→ Written request:
Copy the forum thread on opening an Excel file at startup, starting at "## kisanvikas2015" and ending at "Office12 & Office15.", and replace "default file" with "main workbook".

→ Article:
# Off Topic > Tips and Tutorials >  >  Here's how to open an Excel file automatically on boot up

## wisgro

For those of us who use an Excel file frequently this procedure is a big help: First, put the Excel file or a shortcut to the file in your XLStart folder. (My XLStart folder is in C:\Program Files\Microsoft Office\Office 10) If you put the file in XLStart, future saves will be to the file located in XLStart. If you want to keep the file where it is now and have future saves go to its location, place a shortcut to the file in XLStart. Once this is done the file will open automatically when Excel is started instead of a blank Book1 worksheet. Now put a shortcut to the Excel Application in the Start folder. (Mine is C:\Documents and Settings\walter\Start Menu\Programs\Startup) After this procedure is set up Excel will open automatically when you boot up your PC or laptop and the file in the XLStart folder will be displayed for you to work on immediately. Two or 3 Excel files can be added to the XLStart folder and each one will open when Excel is started. (I haven't tested the limit.) Good luck.

----------


## santoshsonde

thanks...very useful...

----------


## kisanvikas2015

Hi,

I too want to open my default file in excel automatically.
I am using excel 2013 version & I found couple of folders with name Office12 & Office15.

Please help me which folder I should keep the file in.

Regards,
Vikas

----------

→ Records excerpted from a collection:
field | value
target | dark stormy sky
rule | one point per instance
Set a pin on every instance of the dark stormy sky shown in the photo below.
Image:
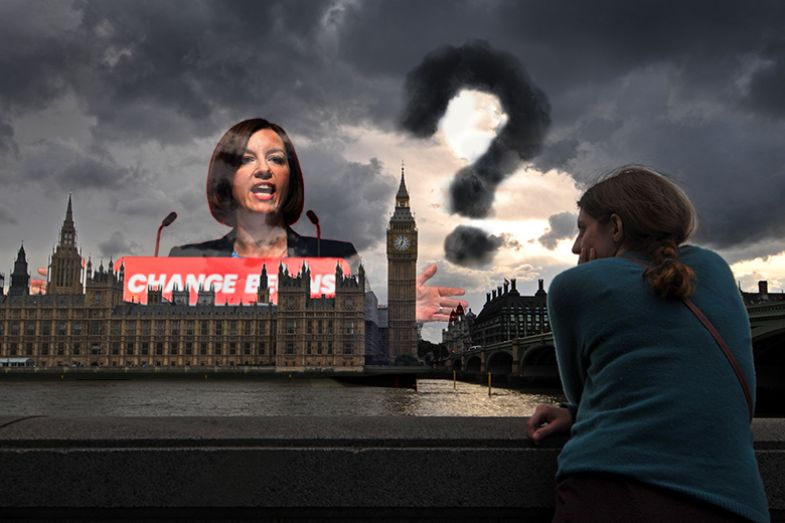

→ Written answer:
## kisanvikas2015

Hi,

I too want to open my main workbook in excel automatically.
I am using excel 2013 version & I found couple of folders with name Office12 & Office15.